Written problem: Swap every "keypoint" in the items below for "marker" and write the items out again with nothing else changed. Leave out the pictures.

Entries supplied:
------------------------------------------------

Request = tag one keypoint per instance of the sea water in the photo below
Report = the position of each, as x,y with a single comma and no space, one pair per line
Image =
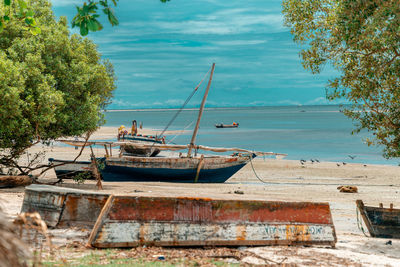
302,132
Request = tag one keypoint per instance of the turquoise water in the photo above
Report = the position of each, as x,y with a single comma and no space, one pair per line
303,132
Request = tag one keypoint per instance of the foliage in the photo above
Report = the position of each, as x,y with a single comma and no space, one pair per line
52,85
20,11
361,39
87,17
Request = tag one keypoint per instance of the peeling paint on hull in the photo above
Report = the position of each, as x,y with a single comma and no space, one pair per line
61,207
127,221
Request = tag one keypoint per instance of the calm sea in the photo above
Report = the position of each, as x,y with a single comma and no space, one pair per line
303,132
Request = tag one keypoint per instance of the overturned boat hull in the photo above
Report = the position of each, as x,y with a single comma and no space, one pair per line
129,221
381,222
207,170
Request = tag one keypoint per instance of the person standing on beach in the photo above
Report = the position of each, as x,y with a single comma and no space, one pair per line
134,128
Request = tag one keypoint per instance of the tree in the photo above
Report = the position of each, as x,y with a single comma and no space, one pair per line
85,18
51,85
361,39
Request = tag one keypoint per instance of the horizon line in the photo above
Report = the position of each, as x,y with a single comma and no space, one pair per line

------------------------------------------------

Answer to this exercise:
Request = tag one marker per instance of the sea water in the photo below
Report = the position of each, as x,y with a single comma and no space, one pair per line
Image =
302,132
Request = tag one marker per instance of the turquoise water in the photo above
Report = the position of each, as x,y with a single comma and no space, one pair per line
303,132
Request = tag one marker per instance of the foliage in the photo above
Report = the position of each, as x,y with a single comma and no space, one pair per line
52,85
20,11
361,39
87,17
Request = tag one marker per instance of the peeling paint on hull in the photo above
Report = the position of each, as x,y with a single comma and no space, one pair per line
61,207
127,221
Request = tag one marker per instance of the calm sea in the photo above
Report = the position of each, as x,y with a single comma and no space, one pair per line
303,132
Request = tag one marker per instance of the overturned boat hull in the photo above
Report = the position of each, as x,y with a single comma and no space, one pair per line
129,221
381,222
207,170
Request = tag one marker per instance of the person standing on beach in the photo above
Report = the position of each, as x,y with a single comma and no space, one pair per line
134,128
Request = tag one marker per instance of the tree in the photo above
Report = the position of each, as x,y with a single comma and no space, one pair per line
85,18
51,85
361,39
Request = tag one marker per instance of the horizon line in the photo above
Report = the position of each, as x,y with a single comma and no space, one pair per line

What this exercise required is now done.